Supplied records Start Marker
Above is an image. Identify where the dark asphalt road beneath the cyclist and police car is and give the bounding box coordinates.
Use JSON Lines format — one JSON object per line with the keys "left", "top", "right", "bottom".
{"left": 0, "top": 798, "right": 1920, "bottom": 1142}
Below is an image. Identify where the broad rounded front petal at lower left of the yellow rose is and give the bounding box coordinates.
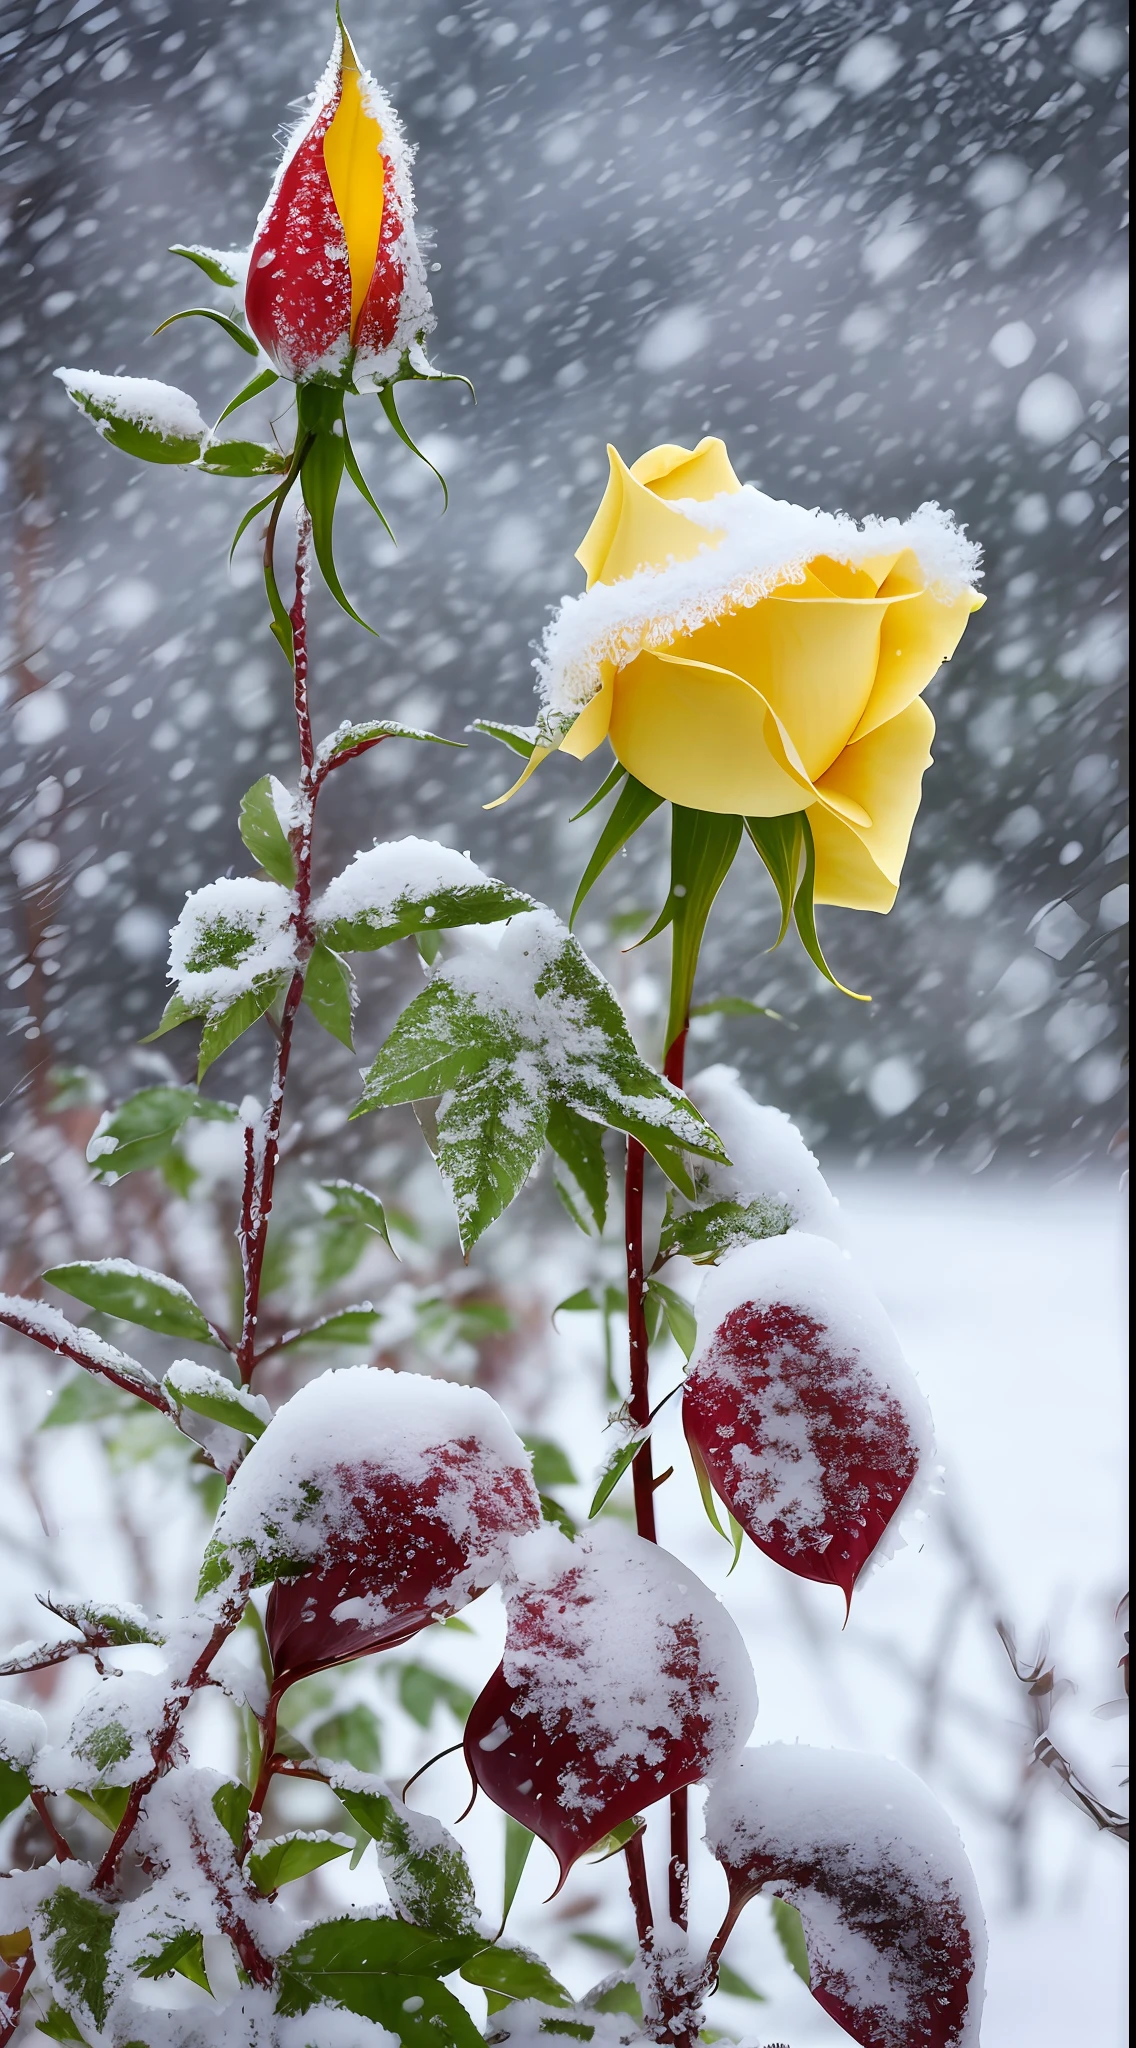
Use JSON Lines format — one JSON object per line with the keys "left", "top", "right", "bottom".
Supplied records End Marker
Goal of the exercise >>
Return only those lines of the records that contain the string "give".

Task response >>
Above is an image. Identify where the dark asphalt road beneath the cyclist and police car is and give the bounding box coordinates.
Below is an image. Identify where the broad rounded front petal at lower left of the yellow rose is and give the bounding box coordinates.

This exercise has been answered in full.